== RECORD SET

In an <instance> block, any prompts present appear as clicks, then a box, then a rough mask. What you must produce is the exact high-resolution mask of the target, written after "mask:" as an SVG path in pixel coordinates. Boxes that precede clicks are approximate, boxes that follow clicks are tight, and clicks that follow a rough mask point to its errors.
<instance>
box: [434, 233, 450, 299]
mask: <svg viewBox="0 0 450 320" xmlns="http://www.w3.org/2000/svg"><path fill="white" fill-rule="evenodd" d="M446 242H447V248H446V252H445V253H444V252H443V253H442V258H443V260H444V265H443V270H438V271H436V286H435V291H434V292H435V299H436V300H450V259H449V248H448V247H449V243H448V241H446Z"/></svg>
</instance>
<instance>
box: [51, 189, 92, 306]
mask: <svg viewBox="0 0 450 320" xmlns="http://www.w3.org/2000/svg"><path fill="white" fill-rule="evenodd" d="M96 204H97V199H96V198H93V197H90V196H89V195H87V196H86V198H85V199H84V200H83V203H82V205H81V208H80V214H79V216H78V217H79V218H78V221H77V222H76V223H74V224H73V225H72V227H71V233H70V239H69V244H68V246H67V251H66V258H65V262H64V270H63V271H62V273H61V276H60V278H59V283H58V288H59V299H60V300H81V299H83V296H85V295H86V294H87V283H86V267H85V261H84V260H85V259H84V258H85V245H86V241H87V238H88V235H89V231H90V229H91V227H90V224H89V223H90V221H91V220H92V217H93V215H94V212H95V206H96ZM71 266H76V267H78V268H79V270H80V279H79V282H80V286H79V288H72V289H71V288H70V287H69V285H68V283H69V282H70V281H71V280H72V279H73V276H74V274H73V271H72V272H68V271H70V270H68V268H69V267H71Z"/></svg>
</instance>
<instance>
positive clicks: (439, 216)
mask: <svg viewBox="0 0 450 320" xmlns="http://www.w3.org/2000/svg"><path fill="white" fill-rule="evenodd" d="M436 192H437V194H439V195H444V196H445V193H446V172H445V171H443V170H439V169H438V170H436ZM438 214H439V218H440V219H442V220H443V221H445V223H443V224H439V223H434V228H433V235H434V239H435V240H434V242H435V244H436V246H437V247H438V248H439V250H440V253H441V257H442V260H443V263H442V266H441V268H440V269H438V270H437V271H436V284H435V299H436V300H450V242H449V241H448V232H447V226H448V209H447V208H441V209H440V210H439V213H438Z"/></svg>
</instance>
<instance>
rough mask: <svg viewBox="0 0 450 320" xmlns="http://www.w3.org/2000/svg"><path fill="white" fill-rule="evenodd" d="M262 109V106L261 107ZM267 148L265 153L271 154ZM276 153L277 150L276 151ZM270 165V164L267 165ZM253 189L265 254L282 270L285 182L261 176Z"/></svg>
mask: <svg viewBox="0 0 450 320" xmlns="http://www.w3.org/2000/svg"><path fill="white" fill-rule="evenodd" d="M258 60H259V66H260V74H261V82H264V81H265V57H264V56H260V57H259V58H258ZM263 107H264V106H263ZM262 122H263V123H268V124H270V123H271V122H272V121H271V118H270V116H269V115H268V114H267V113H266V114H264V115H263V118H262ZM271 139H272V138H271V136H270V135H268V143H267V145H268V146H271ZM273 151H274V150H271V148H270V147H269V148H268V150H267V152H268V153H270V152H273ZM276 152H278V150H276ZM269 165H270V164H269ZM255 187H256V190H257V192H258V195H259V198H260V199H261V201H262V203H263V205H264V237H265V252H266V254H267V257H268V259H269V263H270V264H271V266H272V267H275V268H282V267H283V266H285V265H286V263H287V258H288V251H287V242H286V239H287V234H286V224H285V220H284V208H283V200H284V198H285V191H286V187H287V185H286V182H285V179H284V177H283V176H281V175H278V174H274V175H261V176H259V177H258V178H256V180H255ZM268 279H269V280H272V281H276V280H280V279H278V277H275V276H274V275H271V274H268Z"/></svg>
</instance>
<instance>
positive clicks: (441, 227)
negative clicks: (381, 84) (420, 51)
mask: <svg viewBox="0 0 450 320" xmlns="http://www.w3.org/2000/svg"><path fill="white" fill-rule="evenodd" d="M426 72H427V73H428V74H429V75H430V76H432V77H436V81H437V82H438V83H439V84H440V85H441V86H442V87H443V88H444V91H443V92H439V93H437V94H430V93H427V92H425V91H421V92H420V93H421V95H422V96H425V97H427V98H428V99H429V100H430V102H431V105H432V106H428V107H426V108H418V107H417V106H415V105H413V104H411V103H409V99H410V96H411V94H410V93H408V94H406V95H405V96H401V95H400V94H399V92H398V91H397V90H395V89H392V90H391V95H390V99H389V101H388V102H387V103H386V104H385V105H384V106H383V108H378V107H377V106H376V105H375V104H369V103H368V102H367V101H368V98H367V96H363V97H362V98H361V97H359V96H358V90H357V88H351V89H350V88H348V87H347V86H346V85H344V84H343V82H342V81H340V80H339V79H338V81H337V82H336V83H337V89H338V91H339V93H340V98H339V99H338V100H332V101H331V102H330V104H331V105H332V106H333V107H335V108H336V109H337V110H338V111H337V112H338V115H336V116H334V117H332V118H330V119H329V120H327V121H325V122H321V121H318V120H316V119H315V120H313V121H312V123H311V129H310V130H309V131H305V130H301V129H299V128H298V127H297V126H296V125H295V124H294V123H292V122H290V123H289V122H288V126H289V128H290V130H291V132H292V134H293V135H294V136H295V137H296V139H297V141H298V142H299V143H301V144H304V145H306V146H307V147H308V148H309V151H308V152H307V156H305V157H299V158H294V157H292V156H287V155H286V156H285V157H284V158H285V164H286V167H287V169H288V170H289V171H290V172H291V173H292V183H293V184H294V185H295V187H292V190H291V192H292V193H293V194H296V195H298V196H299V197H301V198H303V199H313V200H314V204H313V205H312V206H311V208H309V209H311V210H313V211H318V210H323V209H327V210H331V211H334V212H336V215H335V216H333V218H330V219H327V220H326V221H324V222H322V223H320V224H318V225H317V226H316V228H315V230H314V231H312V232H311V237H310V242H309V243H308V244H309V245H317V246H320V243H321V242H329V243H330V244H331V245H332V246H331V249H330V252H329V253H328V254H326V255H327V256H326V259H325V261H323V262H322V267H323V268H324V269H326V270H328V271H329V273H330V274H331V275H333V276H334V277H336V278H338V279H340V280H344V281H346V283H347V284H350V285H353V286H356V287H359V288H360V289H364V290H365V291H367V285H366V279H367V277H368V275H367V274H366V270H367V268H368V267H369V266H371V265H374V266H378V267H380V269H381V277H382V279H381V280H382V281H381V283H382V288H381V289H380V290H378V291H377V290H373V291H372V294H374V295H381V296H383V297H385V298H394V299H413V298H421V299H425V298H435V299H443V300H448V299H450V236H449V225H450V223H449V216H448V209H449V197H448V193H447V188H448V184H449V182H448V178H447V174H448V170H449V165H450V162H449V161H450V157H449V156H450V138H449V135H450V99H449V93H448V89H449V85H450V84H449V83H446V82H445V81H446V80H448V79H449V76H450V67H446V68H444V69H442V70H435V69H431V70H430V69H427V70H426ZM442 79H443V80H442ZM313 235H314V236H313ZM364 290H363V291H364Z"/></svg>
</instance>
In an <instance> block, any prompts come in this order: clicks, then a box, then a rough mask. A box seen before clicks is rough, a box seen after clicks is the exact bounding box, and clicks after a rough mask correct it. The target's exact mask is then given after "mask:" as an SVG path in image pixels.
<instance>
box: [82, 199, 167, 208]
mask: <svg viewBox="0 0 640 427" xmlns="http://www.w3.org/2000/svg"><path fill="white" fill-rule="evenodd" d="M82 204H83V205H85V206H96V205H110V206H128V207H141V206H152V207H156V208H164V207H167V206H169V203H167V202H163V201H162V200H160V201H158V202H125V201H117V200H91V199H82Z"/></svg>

====
== RECORD SET

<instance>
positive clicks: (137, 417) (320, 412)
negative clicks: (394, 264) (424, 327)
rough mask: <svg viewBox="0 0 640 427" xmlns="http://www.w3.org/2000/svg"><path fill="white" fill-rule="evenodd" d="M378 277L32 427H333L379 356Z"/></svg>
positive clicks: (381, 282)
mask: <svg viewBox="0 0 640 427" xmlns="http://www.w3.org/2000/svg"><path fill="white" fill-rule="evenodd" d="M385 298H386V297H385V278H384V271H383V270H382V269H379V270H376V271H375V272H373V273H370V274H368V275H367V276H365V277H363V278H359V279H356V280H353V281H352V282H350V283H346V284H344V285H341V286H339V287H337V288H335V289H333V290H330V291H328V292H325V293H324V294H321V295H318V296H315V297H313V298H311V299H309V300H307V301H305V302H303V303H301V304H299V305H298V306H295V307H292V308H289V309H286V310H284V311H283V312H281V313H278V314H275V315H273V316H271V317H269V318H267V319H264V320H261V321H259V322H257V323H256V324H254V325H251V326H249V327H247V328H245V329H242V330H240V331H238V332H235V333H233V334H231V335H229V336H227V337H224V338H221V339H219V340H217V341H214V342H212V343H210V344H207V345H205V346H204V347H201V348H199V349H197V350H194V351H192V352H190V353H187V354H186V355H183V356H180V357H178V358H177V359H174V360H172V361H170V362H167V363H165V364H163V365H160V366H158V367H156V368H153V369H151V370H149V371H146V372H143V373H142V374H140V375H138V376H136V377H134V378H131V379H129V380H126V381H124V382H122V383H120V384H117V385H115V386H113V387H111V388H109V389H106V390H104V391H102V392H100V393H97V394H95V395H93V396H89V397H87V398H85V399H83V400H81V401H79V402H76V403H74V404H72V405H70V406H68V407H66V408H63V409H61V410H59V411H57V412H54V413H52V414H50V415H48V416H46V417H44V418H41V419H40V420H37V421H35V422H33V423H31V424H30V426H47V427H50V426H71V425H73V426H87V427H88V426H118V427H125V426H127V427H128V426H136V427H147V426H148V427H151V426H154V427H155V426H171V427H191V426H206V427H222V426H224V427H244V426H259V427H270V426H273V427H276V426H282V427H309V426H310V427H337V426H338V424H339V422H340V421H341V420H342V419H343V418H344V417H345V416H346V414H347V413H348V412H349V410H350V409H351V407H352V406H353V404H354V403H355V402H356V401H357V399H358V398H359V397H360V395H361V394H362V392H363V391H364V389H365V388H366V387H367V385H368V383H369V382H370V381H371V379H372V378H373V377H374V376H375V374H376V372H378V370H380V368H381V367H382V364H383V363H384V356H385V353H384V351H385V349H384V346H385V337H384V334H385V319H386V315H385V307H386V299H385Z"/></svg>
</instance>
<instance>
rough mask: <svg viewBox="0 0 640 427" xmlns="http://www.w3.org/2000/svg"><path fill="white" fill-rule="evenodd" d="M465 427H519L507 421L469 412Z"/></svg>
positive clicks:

====
== RECORD SET

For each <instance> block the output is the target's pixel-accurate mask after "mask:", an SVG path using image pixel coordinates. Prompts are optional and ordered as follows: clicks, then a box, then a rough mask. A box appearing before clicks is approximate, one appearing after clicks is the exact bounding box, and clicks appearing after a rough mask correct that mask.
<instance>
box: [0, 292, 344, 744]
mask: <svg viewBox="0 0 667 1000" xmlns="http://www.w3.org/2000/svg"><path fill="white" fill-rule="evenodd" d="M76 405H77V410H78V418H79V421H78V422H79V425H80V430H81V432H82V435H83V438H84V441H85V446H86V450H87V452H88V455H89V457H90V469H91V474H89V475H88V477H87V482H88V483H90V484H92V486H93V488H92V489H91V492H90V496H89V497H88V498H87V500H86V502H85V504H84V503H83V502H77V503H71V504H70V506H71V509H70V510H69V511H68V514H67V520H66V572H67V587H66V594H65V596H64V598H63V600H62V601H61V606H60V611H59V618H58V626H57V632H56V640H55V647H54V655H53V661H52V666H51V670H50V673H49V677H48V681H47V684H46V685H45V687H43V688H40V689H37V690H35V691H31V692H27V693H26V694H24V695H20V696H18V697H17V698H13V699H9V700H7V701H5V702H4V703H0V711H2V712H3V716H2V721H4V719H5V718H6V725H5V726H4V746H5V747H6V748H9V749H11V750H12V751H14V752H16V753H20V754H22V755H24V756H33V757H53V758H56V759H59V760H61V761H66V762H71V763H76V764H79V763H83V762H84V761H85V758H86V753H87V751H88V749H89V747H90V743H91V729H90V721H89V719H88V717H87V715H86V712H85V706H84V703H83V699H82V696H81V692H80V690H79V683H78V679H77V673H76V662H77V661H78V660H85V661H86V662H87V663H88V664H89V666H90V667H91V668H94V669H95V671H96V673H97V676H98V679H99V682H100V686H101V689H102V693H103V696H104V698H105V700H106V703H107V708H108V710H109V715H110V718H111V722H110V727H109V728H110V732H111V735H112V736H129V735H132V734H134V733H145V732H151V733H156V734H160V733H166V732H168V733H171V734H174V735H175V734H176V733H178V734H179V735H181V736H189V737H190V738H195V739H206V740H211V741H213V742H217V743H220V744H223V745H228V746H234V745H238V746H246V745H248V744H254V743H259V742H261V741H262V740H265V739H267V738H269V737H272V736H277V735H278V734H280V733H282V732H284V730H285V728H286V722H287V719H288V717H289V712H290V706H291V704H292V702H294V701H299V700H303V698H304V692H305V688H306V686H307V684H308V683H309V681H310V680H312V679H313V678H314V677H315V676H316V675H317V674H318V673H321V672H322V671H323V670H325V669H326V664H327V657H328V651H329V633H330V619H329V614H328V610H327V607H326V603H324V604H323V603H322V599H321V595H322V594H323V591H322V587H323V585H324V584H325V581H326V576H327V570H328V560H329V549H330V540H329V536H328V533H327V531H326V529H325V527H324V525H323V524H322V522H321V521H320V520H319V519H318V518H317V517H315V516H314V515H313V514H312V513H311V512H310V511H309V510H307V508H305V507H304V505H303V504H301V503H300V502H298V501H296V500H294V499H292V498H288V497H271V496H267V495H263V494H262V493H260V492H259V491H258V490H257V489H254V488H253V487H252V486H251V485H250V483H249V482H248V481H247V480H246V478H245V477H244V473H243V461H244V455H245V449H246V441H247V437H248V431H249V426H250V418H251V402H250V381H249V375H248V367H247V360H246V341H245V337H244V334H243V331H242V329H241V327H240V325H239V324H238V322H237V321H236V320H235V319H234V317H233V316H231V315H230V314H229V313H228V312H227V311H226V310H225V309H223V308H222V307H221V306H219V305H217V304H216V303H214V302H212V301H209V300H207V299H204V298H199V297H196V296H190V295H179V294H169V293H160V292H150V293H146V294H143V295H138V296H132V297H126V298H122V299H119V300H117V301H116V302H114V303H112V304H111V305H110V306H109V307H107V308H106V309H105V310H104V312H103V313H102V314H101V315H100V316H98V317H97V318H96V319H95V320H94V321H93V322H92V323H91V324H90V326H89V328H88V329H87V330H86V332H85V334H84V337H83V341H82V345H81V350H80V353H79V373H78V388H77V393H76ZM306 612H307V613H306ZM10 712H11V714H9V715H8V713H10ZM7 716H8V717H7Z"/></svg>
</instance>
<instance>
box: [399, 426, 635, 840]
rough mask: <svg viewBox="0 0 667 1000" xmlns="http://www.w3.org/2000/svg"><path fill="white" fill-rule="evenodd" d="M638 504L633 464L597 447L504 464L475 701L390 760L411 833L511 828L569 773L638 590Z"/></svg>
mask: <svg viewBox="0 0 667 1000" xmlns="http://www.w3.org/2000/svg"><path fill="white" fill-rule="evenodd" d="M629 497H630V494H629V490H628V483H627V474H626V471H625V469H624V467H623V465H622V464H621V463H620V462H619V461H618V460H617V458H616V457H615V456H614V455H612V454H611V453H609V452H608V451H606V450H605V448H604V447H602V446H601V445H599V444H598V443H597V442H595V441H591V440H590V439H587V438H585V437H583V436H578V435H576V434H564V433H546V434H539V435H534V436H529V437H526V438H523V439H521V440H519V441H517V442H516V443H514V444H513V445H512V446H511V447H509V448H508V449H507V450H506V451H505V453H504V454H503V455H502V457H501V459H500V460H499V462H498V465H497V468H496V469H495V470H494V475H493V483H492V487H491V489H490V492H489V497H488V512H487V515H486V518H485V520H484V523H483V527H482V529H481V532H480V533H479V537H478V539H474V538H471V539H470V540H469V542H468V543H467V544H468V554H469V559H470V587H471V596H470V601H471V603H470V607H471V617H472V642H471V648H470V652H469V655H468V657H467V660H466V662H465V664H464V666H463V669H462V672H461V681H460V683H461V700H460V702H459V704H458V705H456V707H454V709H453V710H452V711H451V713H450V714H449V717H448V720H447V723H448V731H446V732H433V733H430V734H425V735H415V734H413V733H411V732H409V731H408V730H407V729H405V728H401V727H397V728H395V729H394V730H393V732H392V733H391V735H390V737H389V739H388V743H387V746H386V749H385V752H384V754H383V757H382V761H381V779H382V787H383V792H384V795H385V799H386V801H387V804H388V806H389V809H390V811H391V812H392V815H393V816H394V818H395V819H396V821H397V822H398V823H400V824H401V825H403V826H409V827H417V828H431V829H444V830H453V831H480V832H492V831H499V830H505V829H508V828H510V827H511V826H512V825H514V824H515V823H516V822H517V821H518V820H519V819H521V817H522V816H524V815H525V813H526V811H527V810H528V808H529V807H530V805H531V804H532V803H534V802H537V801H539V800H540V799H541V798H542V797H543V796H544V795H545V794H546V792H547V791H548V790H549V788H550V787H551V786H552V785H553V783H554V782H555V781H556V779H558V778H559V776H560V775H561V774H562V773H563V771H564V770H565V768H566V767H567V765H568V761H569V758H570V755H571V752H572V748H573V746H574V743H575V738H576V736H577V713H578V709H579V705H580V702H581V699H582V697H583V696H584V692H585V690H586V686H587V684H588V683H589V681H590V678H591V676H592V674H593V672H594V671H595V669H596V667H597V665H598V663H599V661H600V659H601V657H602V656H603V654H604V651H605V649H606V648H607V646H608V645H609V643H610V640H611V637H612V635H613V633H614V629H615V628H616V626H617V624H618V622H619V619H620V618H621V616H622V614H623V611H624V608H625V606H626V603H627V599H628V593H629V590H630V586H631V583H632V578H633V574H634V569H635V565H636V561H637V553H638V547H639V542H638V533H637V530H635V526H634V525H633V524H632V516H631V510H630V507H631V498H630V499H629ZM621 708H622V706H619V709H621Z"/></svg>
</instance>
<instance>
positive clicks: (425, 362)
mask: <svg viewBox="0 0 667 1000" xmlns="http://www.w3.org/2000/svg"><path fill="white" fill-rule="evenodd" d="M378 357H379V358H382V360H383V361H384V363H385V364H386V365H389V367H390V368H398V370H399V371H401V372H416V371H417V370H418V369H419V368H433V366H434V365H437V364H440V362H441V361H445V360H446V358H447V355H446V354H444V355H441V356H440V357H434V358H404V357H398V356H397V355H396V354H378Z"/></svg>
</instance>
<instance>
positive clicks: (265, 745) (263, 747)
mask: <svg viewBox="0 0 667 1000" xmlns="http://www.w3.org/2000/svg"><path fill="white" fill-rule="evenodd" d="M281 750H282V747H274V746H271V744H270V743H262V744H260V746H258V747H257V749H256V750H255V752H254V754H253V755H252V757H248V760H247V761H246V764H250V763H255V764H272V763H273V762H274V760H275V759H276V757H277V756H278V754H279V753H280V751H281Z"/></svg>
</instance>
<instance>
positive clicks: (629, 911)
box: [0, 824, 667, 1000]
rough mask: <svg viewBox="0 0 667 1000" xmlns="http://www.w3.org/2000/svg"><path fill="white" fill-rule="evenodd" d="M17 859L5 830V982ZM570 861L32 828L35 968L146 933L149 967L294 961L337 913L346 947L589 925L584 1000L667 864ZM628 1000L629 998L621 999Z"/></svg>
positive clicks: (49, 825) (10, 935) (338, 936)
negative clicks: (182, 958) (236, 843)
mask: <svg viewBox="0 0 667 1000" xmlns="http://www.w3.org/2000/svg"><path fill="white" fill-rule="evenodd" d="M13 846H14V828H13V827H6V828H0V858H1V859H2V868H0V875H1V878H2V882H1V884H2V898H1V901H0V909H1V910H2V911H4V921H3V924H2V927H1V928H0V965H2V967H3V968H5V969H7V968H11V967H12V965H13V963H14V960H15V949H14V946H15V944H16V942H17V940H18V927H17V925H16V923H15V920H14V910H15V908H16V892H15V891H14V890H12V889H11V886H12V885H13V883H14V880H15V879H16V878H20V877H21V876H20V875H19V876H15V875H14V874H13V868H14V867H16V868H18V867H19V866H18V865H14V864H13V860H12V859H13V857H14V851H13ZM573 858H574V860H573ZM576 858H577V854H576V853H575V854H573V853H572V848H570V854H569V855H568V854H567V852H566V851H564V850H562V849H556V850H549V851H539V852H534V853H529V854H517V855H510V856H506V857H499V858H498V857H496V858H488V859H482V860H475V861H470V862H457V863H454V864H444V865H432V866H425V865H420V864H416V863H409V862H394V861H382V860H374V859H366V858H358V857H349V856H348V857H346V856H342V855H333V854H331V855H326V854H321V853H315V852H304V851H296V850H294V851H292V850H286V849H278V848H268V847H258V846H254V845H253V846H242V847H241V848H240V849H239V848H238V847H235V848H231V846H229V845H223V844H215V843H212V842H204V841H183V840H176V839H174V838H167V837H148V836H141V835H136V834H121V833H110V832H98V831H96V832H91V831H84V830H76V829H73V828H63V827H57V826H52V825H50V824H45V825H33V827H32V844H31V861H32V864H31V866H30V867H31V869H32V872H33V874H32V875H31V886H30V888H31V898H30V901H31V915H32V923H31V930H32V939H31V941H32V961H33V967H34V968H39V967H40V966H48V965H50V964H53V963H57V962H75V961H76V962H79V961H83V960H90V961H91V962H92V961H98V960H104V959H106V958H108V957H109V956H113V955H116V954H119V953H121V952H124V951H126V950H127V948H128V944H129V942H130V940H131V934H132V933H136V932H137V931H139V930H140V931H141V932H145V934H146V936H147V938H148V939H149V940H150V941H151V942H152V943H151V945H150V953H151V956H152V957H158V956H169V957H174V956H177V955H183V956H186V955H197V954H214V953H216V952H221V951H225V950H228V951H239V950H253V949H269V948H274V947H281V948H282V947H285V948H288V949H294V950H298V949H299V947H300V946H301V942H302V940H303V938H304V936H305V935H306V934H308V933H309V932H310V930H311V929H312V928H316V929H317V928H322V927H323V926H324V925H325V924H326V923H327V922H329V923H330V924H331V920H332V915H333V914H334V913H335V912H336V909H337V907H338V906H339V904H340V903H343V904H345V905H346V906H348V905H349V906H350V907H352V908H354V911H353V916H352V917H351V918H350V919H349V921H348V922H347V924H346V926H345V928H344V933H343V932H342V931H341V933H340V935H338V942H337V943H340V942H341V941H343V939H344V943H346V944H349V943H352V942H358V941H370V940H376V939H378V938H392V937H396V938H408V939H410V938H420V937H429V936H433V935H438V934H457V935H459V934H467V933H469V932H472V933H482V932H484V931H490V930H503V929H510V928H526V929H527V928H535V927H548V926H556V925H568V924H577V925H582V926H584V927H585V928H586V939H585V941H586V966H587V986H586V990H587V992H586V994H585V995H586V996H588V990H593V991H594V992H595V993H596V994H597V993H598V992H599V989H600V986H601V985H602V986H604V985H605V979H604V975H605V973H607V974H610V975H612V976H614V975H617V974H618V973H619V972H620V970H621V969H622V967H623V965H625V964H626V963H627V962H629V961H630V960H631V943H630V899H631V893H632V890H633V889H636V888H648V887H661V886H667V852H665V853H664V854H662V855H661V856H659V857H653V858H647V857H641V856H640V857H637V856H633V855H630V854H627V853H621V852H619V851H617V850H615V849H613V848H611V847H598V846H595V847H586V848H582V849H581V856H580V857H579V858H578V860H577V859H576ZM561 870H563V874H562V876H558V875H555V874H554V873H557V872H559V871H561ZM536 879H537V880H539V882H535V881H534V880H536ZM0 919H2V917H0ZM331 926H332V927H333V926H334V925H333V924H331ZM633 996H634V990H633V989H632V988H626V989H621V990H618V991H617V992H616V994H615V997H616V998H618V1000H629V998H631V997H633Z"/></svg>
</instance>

====

WHAT NEEDS TO BE DONE
For every line of the records above that holds the word "approximate", count one, and state the total only.

SOLUTION FOR THIS TASK
2